◆ READING TEXT ◆
Response: In line with the reviewer’s comment, Figure 5 and the associated clustering analysis have been removed from the revised manuscript to avoid potential misinterpretation of clustering results based on binary variables.
10)The manuscript contains two “Conflicts of Interest” statements that contradict each other (one says no conflicts; another discloses shareholding/employment at Refined Laser Systems). This must be corrected and consolidated.
Response: We thank the reviewer for pointing this out. The conflict-of-interest statement has been revised and consolidated into a single section in the revised manuscript to avoid ambiguity. The statement now clearly reflects the affiliations of authors associated with Refined Laser Systems GmbH.
Other issues:
You state the study was conducted per STARD, but the current design is not a classical diagnostic accuracy study across a representative spectrum (all confirmed GBM; feature checklist endpoint). Either justify STARD applicability with a checklist or remove/temper this statement.

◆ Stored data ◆

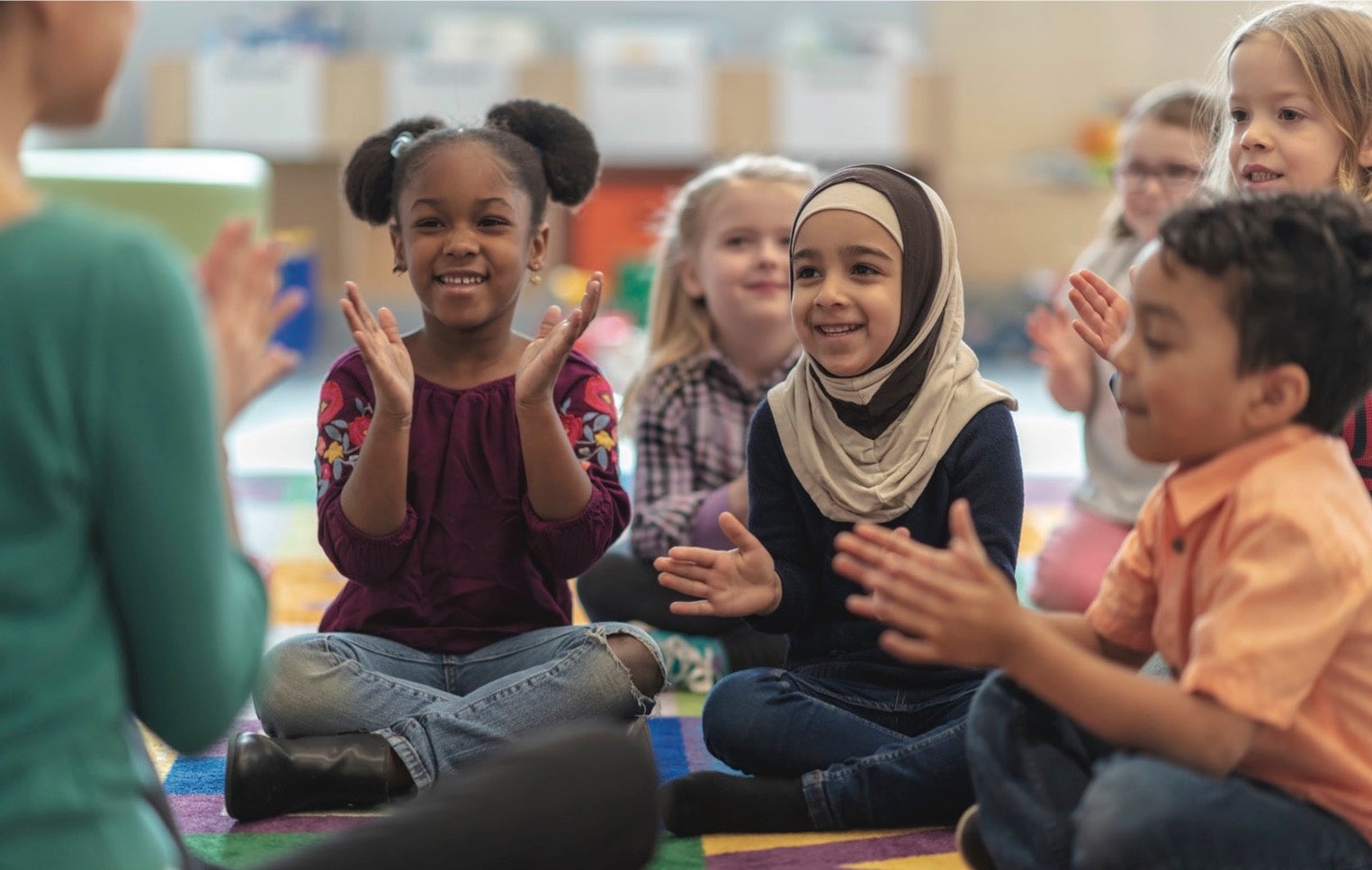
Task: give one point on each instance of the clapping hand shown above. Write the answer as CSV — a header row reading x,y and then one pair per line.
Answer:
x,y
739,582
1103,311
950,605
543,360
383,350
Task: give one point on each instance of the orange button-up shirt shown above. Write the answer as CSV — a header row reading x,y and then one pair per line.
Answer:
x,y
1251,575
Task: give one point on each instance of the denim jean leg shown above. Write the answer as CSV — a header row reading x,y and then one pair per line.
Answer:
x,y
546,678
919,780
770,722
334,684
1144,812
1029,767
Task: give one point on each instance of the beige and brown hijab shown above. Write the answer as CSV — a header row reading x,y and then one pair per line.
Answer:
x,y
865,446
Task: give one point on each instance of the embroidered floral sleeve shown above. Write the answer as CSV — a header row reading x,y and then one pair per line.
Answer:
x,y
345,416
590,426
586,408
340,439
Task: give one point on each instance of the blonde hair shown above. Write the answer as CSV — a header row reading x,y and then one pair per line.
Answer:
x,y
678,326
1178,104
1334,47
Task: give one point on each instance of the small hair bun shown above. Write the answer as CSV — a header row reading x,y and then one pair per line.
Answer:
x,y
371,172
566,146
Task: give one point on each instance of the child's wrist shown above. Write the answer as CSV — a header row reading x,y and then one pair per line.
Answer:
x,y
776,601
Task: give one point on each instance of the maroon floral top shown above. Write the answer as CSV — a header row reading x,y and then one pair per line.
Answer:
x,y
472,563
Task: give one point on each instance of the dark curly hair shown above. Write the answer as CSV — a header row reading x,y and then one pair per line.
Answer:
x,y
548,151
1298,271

==

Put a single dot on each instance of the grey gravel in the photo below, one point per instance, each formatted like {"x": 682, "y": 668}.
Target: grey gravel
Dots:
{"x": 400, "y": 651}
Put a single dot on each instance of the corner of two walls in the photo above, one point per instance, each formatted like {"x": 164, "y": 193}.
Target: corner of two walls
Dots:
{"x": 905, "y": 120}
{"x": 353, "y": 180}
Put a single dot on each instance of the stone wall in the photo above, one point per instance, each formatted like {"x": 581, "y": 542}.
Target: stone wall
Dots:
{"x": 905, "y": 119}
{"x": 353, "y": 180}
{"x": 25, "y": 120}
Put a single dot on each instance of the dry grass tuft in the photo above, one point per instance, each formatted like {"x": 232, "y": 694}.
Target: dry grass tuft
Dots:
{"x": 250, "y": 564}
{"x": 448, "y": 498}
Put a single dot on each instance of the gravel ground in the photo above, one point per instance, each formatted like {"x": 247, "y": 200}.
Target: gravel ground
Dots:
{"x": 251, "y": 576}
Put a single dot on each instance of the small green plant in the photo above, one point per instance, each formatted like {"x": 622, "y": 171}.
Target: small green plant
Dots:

◆ QUESTIONS ◆
1 - Write out everything in the reviewer response from "Response: In line" down to "on binary variables.", swapping "Figure 5" for "Figure 4".
2 - Summarize the reviewer response in two sentences.

◆ ANSWERS FOR THE EXERCISE ◆
1 -
Response: In line with the reviewer’s comment, Figure 4 and the associated clustering analysis have been removed from the revised manuscript to avoid potential misinterpretation of clustering results based on binary variables.

2 - Figure 5 and its clustering analysis were removed from the revised manuscript to avoid misreading clustering results based on binary variables, and the two contradictory conflict-of-interest statements were merged into one section reflecting the affiliations of authors connected to Refined Laser Systems GmbH. The reviewer also noted that the study is not a classical diagnostic accuracy study and asked the authors to either justify using STARD with a checklist or remove or temper that statement.